*** Material for this exercise Section Begins ***

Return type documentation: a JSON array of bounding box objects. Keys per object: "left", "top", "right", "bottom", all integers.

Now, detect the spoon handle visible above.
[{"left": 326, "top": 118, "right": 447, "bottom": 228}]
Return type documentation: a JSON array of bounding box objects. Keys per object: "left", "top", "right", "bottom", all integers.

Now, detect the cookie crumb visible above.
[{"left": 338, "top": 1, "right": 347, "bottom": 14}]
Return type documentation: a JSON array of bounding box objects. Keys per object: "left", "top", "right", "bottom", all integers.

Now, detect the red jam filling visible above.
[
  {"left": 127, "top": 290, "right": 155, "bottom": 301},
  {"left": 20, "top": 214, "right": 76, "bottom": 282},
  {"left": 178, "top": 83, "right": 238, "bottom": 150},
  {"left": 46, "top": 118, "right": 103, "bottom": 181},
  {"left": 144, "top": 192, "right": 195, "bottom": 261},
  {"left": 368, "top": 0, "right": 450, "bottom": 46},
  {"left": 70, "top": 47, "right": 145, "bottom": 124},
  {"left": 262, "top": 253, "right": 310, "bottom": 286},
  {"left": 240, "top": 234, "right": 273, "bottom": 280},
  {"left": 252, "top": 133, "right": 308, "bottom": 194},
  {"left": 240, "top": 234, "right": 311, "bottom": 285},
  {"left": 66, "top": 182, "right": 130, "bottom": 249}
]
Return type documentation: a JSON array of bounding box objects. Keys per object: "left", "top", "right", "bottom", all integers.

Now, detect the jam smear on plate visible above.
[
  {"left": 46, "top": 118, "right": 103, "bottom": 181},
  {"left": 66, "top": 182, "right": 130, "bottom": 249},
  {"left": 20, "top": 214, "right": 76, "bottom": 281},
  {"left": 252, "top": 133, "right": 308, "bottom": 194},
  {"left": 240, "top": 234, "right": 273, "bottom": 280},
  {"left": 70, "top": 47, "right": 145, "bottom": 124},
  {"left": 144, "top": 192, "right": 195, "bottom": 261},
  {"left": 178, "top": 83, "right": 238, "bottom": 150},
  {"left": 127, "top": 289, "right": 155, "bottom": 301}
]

*** Material for this exercise Section Ends ***

Exercise:
With the line containing "Now, detect the red" as the first and the last line above as the final one, copy those lines exactly and no others.

Answer to this problem:
Now, detect the red jam filling visible above.
[
  {"left": 127, "top": 290, "right": 155, "bottom": 301},
  {"left": 20, "top": 214, "right": 76, "bottom": 282},
  {"left": 178, "top": 83, "right": 238, "bottom": 150},
  {"left": 46, "top": 118, "right": 103, "bottom": 181},
  {"left": 144, "top": 192, "right": 195, "bottom": 261},
  {"left": 368, "top": 0, "right": 450, "bottom": 46},
  {"left": 70, "top": 47, "right": 145, "bottom": 124},
  {"left": 262, "top": 253, "right": 310, "bottom": 286},
  {"left": 240, "top": 234, "right": 273, "bottom": 280},
  {"left": 252, "top": 133, "right": 308, "bottom": 194},
  {"left": 240, "top": 234, "right": 311, "bottom": 285},
  {"left": 66, "top": 182, "right": 130, "bottom": 249}
]
Return type documentation: a JSON array of bounding box objects. Keys per object: "left", "top", "right", "bottom", all integers.

Now, detect the jam smear on plate visible above.
[
  {"left": 46, "top": 118, "right": 103, "bottom": 181},
  {"left": 66, "top": 182, "right": 130, "bottom": 249},
  {"left": 20, "top": 214, "right": 76, "bottom": 281},
  {"left": 252, "top": 133, "right": 308, "bottom": 194},
  {"left": 240, "top": 234, "right": 273, "bottom": 280},
  {"left": 70, "top": 47, "right": 145, "bottom": 124},
  {"left": 144, "top": 192, "right": 195, "bottom": 261},
  {"left": 178, "top": 83, "right": 238, "bottom": 150},
  {"left": 127, "top": 289, "right": 155, "bottom": 301}
]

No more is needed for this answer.